Aufgaben:
1) Geben Sie aus dem Lesetext die Passage zwischen „Die Sender aus“ und „einen solchen Schritt.“ einschließlich wortgetreu aus.
2) Fassen Sie den Absatz des Lesetexts, der mit „Spanien: Die Spanier gehören“ beginnt, als knappe Stichpunktliste zusammen. Alle wesentlichen Fakten sollen dabei erhalten bleiben.

Lesetext:

Die Sender aus Spanien, Irland, Slowenien und den Niederlanden kündigten den Boykott der Veranstaltung an. Auch Belgien, Island und Finnland erwägen einen solchen Schritt.
Spanien: Die Spanier gehören wie Deutschland, Großbritannien, Italien und Frankreich zu den fünf wichtigsten Geldgebern der Veranstaltung. Der Präsident des spanischen Senders RTVE, José Pablo López, sagte, die Entscheidung zur Teilnahme Israels bestätige, dass es sich nicht um einen Musikwettbewerb handle, sondern um ein Festival, das von geopolitischen Interessen dominiert werde. Die Nicht-Teilnahme bedeute auch, dass man die beiden Halbfinals sowie das Finale nicht übertragen werde. RTVE sagt, das Misstrauen gegenüber der Organisation habe sich verstärkt.
Alfonso Morales, Generalsekretär von RTVE: "Die Lage in Gaza – trotz Waffenruhe und Genehmigung des Friedensprozesses – sowie die Nutzung des Wettbewerbs für politische Ziele durch Israel machen es zunehmend schwieriger, Eurovision als neutrales kulturelles Ereignis aufrechtzuerhalten."

Vorliegende Daten:
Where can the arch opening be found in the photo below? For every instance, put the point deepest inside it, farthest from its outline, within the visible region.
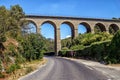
(48, 31)
(67, 30)
(84, 28)
(30, 27)
(113, 28)
(99, 28)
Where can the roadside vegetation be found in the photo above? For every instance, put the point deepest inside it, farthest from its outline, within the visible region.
(102, 47)
(17, 46)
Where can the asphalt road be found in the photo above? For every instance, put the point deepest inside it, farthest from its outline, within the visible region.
(63, 69)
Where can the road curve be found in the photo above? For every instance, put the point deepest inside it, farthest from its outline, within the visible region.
(63, 69)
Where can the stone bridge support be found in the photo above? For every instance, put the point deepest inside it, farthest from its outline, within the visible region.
(73, 22)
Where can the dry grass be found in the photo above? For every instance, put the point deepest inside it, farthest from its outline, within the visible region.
(114, 65)
(26, 68)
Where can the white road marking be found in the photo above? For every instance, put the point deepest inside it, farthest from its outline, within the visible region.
(89, 67)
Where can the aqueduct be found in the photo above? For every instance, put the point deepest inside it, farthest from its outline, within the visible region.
(73, 22)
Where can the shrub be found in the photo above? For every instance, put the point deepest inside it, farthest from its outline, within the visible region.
(2, 75)
(12, 68)
(28, 70)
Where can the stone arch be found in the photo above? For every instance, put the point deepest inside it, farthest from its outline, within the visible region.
(87, 26)
(99, 27)
(55, 32)
(71, 26)
(33, 22)
(113, 28)
(50, 22)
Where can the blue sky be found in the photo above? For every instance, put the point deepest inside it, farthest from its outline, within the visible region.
(75, 8)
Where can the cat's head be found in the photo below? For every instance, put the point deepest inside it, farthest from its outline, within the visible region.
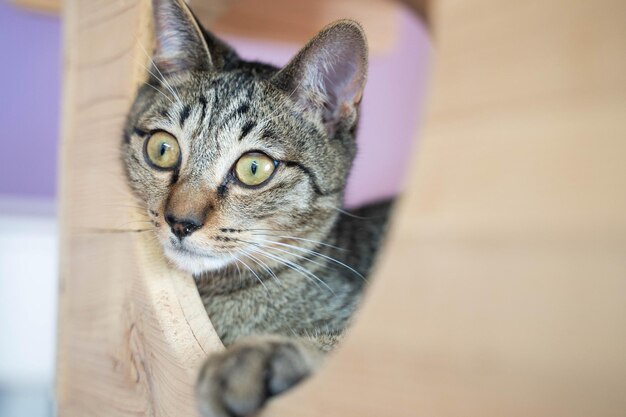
(228, 155)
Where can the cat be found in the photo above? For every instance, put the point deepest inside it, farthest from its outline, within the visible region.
(242, 167)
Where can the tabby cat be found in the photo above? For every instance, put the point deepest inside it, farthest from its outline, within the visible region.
(242, 167)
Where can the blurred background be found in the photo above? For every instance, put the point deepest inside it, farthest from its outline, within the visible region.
(30, 97)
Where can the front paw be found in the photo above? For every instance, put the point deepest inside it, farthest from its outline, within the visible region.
(240, 380)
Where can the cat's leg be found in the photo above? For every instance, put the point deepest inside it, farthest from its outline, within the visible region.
(238, 381)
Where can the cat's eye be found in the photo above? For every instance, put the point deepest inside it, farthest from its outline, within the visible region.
(254, 168)
(162, 150)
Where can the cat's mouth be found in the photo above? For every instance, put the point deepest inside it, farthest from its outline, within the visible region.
(194, 260)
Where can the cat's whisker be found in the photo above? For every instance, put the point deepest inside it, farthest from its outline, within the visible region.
(302, 239)
(262, 264)
(315, 254)
(293, 266)
(294, 255)
(99, 230)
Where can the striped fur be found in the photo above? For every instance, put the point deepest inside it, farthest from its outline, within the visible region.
(280, 268)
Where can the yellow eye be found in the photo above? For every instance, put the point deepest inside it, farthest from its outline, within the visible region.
(254, 168)
(162, 150)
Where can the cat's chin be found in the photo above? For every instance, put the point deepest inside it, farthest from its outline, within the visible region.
(194, 263)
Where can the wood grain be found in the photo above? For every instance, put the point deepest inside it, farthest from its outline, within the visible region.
(132, 331)
(47, 6)
(501, 289)
(283, 20)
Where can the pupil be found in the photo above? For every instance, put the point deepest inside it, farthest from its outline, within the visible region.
(164, 148)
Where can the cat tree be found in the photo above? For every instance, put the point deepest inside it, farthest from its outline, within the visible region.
(501, 289)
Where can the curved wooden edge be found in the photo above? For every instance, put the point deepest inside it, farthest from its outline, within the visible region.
(500, 291)
(501, 288)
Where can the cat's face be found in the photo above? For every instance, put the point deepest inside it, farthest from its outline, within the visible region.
(228, 155)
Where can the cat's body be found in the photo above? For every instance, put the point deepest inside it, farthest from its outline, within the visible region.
(242, 167)
(292, 304)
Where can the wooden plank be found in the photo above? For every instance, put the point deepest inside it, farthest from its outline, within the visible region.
(47, 6)
(501, 290)
(287, 21)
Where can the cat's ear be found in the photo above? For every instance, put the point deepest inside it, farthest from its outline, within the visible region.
(181, 44)
(329, 73)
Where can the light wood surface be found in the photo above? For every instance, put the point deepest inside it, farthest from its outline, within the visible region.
(501, 289)
(132, 331)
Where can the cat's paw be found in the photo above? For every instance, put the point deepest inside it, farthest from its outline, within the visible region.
(240, 380)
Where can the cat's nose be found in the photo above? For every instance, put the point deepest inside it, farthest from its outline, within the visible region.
(182, 227)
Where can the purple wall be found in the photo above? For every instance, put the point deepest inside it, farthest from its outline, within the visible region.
(30, 104)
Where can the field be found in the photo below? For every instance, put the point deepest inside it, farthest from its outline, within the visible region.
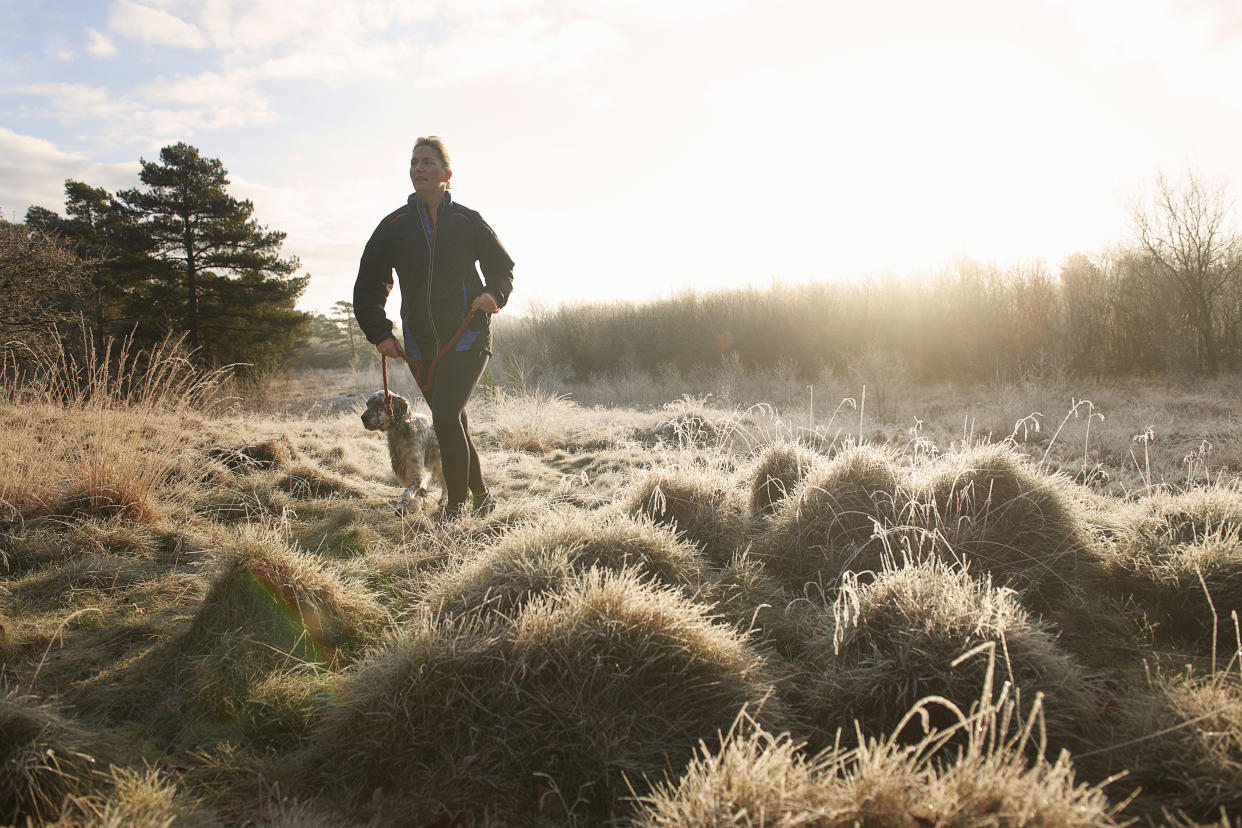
(712, 600)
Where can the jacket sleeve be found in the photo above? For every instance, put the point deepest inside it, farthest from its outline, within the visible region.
(371, 288)
(494, 262)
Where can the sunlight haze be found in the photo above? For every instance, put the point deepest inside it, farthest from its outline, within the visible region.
(629, 150)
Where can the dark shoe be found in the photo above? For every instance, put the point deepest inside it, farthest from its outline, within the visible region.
(448, 515)
(485, 504)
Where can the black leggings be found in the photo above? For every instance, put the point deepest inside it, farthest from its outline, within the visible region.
(455, 380)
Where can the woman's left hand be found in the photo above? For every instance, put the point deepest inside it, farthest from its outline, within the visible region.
(485, 302)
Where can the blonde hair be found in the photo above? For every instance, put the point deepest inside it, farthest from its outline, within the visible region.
(437, 144)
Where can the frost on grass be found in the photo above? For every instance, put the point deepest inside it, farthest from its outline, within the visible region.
(545, 715)
(544, 556)
(909, 634)
(701, 504)
(1004, 517)
(1183, 562)
(756, 778)
(778, 473)
(829, 525)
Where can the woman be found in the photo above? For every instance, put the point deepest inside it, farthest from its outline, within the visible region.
(434, 243)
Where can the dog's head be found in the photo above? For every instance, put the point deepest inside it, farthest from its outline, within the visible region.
(375, 416)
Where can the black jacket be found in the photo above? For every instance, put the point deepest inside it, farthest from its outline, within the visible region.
(437, 274)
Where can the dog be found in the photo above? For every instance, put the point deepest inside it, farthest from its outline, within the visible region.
(412, 447)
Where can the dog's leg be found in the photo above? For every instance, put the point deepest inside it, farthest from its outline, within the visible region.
(403, 503)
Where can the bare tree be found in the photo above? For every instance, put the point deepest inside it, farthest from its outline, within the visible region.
(41, 283)
(1186, 231)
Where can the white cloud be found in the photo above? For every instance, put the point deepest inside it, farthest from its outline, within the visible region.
(211, 99)
(164, 109)
(154, 26)
(99, 44)
(32, 171)
(530, 47)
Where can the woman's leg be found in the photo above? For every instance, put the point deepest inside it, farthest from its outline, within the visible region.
(455, 380)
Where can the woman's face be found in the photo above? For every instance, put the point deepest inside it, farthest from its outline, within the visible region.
(427, 173)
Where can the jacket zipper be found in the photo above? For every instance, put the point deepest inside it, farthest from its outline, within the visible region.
(431, 270)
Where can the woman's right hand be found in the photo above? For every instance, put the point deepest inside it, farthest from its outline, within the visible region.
(390, 348)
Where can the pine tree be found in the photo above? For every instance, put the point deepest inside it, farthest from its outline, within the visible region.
(114, 253)
(226, 284)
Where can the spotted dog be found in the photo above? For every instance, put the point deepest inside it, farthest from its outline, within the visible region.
(412, 447)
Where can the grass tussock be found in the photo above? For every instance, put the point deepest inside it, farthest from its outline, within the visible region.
(544, 715)
(535, 559)
(1004, 517)
(532, 422)
(778, 473)
(45, 759)
(830, 524)
(1186, 741)
(925, 630)
(756, 778)
(701, 504)
(262, 648)
(307, 481)
(292, 603)
(275, 452)
(1183, 564)
(99, 433)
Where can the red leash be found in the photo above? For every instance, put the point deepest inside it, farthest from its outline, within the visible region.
(424, 384)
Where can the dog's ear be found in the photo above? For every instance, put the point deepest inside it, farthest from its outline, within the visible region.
(400, 407)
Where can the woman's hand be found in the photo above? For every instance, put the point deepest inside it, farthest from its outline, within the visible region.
(485, 302)
(390, 348)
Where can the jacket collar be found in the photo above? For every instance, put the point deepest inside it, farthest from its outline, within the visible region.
(420, 206)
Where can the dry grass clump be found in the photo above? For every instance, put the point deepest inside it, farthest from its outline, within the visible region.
(543, 716)
(44, 760)
(307, 481)
(542, 558)
(98, 435)
(778, 473)
(270, 608)
(756, 778)
(275, 452)
(534, 421)
(830, 524)
(1195, 514)
(1007, 519)
(343, 533)
(1187, 741)
(1183, 564)
(907, 636)
(699, 503)
(147, 798)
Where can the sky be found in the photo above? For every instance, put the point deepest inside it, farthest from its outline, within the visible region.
(635, 149)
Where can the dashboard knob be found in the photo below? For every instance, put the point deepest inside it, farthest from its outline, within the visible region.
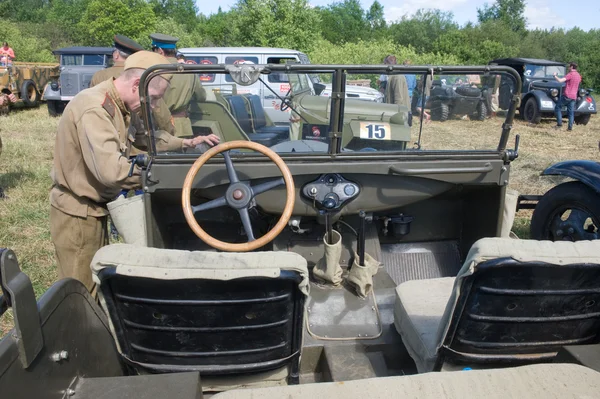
(329, 203)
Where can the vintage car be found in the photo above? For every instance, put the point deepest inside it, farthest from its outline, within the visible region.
(77, 66)
(540, 90)
(447, 100)
(282, 265)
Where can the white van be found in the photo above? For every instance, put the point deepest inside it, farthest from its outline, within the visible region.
(256, 55)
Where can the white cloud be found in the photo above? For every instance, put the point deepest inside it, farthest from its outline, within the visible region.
(409, 7)
(539, 15)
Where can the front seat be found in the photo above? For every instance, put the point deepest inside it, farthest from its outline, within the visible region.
(236, 317)
(513, 302)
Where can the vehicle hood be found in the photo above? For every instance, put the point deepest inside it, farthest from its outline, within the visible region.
(545, 84)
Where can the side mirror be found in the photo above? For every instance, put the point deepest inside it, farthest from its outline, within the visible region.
(319, 87)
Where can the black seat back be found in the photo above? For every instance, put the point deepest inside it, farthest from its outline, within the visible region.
(239, 111)
(218, 327)
(523, 311)
(258, 112)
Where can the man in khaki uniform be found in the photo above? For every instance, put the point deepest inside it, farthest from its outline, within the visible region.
(124, 47)
(183, 88)
(91, 163)
(396, 91)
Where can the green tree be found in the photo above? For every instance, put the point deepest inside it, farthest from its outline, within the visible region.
(105, 18)
(182, 11)
(276, 23)
(511, 12)
(344, 22)
(423, 29)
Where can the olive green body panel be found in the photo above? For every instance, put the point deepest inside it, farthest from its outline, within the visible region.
(13, 80)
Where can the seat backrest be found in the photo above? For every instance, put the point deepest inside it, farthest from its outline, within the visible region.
(213, 312)
(526, 305)
(238, 109)
(258, 112)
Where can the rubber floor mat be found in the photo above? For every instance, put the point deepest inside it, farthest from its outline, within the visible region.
(420, 261)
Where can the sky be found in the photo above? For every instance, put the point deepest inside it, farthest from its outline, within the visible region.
(543, 14)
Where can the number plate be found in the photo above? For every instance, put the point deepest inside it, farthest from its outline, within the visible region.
(375, 131)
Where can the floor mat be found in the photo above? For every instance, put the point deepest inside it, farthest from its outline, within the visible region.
(419, 261)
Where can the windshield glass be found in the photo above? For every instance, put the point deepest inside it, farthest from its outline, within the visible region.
(292, 113)
(543, 71)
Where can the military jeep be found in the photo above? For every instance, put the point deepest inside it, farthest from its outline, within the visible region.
(280, 265)
(540, 91)
(77, 66)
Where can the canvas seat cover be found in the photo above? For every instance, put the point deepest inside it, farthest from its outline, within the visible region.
(423, 307)
(541, 381)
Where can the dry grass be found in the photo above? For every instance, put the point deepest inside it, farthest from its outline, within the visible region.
(28, 140)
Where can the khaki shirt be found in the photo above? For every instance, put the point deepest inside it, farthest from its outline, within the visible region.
(396, 91)
(182, 89)
(108, 73)
(91, 154)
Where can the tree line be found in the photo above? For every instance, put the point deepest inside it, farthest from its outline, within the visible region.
(342, 32)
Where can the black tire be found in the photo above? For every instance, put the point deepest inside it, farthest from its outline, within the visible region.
(582, 119)
(29, 94)
(468, 91)
(56, 107)
(531, 111)
(550, 220)
(481, 113)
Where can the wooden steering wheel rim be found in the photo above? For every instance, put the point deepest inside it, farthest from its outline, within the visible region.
(271, 234)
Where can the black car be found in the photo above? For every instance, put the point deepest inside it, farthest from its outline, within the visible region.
(540, 90)
(458, 99)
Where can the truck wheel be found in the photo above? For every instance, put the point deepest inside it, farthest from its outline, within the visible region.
(55, 107)
(29, 94)
(481, 113)
(531, 111)
(567, 212)
(582, 119)
(468, 91)
(440, 112)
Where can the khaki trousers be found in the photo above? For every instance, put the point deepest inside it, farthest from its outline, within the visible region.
(76, 241)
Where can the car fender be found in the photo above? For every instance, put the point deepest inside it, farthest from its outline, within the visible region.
(585, 107)
(587, 172)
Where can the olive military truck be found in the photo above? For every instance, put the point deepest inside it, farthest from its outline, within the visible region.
(77, 66)
(25, 80)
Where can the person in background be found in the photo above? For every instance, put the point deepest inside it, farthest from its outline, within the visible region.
(411, 81)
(7, 54)
(396, 91)
(569, 95)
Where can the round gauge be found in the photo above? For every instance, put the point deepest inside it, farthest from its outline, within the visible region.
(349, 190)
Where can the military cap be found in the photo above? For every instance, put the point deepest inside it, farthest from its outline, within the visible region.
(126, 45)
(144, 60)
(163, 41)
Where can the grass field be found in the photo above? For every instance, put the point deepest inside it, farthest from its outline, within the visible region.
(26, 160)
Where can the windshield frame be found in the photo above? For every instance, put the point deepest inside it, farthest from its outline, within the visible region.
(339, 75)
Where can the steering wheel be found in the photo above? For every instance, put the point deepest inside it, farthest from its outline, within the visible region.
(239, 196)
(286, 101)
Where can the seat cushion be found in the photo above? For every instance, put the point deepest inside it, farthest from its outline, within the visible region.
(542, 381)
(171, 264)
(418, 313)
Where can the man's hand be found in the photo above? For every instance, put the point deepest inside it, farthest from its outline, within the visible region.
(211, 140)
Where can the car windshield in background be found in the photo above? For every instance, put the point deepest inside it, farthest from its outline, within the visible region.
(291, 112)
(543, 71)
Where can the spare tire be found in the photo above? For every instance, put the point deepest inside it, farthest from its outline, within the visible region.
(29, 94)
(468, 91)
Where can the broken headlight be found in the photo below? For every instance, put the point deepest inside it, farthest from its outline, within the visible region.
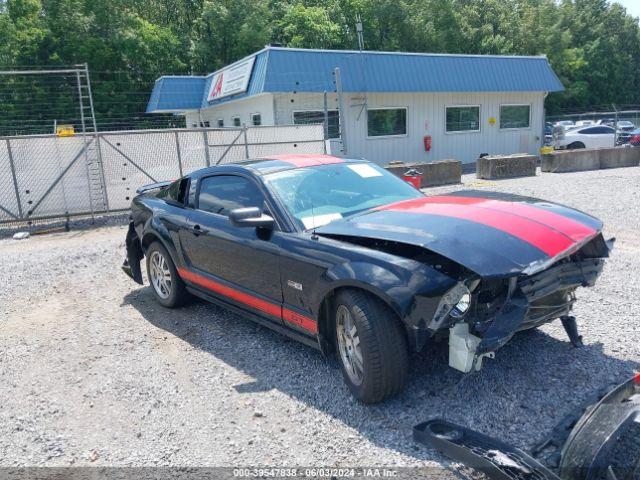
(458, 296)
(460, 308)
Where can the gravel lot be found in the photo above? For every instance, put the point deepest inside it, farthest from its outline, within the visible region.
(94, 372)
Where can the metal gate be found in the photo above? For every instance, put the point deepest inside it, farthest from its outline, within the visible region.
(46, 176)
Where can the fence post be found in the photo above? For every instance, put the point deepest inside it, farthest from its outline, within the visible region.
(178, 152)
(246, 144)
(15, 179)
(205, 139)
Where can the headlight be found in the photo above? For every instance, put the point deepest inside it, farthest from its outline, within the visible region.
(454, 303)
(462, 306)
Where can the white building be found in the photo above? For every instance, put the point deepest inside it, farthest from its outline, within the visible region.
(397, 106)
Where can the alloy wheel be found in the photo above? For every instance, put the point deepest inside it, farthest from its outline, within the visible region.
(349, 345)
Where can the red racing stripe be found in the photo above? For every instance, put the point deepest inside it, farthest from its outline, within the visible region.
(545, 238)
(567, 226)
(300, 160)
(251, 301)
(300, 320)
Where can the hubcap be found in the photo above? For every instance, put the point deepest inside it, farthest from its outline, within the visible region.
(160, 275)
(349, 345)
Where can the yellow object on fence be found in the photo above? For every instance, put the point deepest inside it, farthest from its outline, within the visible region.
(546, 150)
(65, 131)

Lösungen:
1)
Die Sender aus Spanien, Irland, Slowenien und den Niederlanden kündigten den Boykott der Veranstaltung an. Auch Belgien, Island und Finnland erwägen einen solchen Schritt.

2)
- Spanien zählt neben Deutschland, Großbritannien, Italien und Frankreich zu den fünf wichtigsten Geldgebern der Veranstaltung.
- José Pablo López, Präsident von RTVE: Die Entscheidung zur Teilnahme Israels bestätige, dass es sich nicht um einen Musikwettbewerb handle, sondern um ein von geopolitischen Interessen dominiertes Festival.
- Wegen der Nicht-Teilnahme werden weder die beiden Halbfinals noch das Finale übertragen.
- Laut RTVE hat sich das Misstrauen gegenüber der Organisation verstärkt.